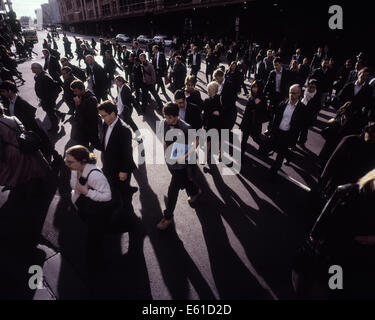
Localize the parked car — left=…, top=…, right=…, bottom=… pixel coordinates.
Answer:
left=153, top=35, right=172, bottom=46
left=115, top=34, right=131, bottom=43
left=136, top=35, right=152, bottom=44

[About this task]
When you set down the material above, keep every word exact and include no pictures.

[Result]
Localize the parked car — left=…, top=…, right=…, bottom=… pixel coordinates.
Answer:
left=153, top=35, right=172, bottom=46
left=115, top=34, right=131, bottom=43
left=136, top=35, right=152, bottom=44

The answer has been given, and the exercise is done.